■ What the task requires
Reproduce word for word the part of the text on cardiac ultrasound simulation below, starting at "Background: Clinical reasoning" and ending at "treatment of structural heart diseases.".

The role of cardiac ultrasound virtual simulation technology in the construction of clinical diagnostic reasoning of structural heart diseases.

Background: Clinical reasoning education is a very systematic and highly logical medical learning process, but the existing teaching models and methods often divide this process into several stages for separate training using a virtual reality (VR)simulator can simulate and reconstruct the cardiac anatomical structure, ultrasonic section operation, and color doppler ultrasound parameter measurement, then integrate it into a single disease or case. In this case, the students' operation skills,decision-making and communication skills were trained by cardiac physical examination, inquiry and interpretation of laboratory examination results. This study aims to investigate whether the application of virtual simulation technology in cardiac ultrasound learning can improve students' thinking ability in the diagnosis and treatment of structural heart diseases.

■ Source data
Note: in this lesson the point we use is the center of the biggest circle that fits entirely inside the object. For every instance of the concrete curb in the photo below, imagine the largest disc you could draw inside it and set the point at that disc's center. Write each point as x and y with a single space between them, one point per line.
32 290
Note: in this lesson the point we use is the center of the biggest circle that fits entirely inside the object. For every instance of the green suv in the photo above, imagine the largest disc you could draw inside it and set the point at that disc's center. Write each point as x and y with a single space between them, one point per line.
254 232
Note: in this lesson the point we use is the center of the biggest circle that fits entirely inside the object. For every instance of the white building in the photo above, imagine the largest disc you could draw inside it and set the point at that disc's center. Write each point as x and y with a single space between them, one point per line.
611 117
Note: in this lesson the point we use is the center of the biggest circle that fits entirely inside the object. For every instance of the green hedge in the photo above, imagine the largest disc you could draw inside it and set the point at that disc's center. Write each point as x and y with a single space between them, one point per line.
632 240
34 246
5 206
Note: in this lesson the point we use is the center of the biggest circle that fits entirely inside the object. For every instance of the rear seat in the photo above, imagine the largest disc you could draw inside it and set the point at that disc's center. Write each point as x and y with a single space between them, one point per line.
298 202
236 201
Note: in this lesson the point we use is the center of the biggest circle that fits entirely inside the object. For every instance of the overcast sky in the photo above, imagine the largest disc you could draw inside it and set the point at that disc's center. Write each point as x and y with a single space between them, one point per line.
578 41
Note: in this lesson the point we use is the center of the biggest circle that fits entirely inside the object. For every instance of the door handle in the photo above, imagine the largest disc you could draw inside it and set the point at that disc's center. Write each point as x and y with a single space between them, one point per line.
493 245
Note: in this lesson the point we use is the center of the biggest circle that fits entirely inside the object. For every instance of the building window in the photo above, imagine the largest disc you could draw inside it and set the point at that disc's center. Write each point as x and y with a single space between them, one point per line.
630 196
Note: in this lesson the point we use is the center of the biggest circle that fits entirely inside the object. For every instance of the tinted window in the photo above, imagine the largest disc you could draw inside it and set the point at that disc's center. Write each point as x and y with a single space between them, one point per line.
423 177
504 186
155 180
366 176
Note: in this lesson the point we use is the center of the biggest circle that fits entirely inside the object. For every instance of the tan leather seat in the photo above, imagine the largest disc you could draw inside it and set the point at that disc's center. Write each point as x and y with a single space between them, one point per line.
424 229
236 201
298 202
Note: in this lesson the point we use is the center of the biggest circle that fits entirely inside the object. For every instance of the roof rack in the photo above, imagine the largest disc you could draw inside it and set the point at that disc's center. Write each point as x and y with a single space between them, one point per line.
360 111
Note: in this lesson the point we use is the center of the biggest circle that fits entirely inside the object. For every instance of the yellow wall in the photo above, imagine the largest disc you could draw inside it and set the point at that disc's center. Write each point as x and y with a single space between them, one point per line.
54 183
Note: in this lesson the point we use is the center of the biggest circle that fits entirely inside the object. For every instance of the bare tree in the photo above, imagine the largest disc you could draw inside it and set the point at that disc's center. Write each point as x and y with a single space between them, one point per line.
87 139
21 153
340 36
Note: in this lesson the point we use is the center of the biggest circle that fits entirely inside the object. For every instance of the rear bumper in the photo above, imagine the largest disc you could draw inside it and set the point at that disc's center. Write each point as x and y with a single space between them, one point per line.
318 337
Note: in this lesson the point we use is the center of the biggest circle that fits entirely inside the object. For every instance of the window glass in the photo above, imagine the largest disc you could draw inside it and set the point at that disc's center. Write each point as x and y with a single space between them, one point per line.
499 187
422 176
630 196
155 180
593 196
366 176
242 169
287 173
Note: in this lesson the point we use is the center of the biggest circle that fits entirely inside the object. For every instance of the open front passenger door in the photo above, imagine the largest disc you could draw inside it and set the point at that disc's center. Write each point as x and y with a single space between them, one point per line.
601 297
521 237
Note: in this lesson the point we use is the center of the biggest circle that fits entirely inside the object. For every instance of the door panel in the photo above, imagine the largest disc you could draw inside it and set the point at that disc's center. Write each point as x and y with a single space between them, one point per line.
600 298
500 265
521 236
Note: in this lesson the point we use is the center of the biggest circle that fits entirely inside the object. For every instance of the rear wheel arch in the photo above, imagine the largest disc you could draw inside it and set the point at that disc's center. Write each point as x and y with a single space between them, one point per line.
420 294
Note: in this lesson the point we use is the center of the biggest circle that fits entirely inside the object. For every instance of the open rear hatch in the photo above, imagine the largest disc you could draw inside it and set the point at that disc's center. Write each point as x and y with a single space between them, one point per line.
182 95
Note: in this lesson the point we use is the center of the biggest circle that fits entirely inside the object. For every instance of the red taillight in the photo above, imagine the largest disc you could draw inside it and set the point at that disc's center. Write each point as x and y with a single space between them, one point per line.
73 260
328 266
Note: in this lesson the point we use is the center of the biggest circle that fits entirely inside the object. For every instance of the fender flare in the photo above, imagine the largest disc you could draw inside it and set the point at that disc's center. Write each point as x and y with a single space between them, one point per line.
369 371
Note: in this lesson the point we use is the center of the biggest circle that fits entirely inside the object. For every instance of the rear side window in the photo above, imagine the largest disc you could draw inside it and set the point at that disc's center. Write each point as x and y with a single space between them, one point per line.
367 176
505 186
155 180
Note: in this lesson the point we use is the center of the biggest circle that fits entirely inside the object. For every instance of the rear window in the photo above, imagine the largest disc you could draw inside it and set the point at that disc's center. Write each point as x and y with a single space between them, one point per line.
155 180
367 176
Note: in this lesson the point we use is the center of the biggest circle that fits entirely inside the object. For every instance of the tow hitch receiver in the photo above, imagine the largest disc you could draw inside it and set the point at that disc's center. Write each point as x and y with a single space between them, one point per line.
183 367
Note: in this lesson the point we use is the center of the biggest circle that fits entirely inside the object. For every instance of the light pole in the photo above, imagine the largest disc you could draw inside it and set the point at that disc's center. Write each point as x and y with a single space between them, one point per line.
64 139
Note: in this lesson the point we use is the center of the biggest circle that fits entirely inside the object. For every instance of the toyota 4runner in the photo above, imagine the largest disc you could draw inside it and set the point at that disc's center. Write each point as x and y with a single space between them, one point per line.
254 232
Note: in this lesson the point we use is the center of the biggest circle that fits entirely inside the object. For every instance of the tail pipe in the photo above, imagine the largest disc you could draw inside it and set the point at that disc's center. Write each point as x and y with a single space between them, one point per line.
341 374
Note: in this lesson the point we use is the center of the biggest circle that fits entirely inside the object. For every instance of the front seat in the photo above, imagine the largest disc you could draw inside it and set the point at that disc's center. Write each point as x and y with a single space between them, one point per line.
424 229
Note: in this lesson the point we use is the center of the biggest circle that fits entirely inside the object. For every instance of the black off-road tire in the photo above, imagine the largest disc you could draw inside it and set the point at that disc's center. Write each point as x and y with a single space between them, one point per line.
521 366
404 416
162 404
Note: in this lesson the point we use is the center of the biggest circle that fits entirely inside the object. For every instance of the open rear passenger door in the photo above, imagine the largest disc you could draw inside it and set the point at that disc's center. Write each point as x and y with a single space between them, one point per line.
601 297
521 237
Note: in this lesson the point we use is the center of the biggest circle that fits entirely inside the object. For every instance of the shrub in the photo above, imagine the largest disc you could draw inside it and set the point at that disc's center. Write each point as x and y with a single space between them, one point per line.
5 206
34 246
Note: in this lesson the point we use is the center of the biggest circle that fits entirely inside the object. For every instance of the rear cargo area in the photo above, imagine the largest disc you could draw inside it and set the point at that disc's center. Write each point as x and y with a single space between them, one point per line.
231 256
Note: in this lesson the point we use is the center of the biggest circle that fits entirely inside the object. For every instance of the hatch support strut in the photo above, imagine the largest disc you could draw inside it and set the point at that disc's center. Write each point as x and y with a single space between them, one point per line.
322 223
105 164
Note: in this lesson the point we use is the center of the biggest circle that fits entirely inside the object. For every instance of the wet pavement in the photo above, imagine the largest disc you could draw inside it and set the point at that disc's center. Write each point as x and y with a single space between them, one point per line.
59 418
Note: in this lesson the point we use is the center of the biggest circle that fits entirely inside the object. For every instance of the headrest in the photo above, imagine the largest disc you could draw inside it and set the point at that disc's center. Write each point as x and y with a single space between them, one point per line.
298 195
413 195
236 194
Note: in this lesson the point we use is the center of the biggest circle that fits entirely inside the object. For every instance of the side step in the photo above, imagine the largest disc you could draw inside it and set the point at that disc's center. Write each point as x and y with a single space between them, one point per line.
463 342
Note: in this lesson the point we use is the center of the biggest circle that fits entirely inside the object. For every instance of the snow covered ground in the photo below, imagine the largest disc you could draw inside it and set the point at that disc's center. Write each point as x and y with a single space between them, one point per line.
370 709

■ Answer to the exercise
Background: Clinical reasoning education is a very systematic and highly logical medical learning process, but the existing teaching models and methods often divide this process into several stages for separate training using a virtual reality (VR)simulator can simulate and reconstruct the cardiac anatomical structure, ultrasonic section operation, and color doppler ultrasound parameter measurement, then integrate it into a single disease or case. In this case, the students' operation skills,decision-making and communication skills were trained by cardiac physical examination, inquiry and interpretation of laboratory examination results. This study aims to investigate whether the application of virtual simulation technology in cardiac ultrasound learning can improve students' thinking ability in the diagnosis and treatment of structural heart diseases.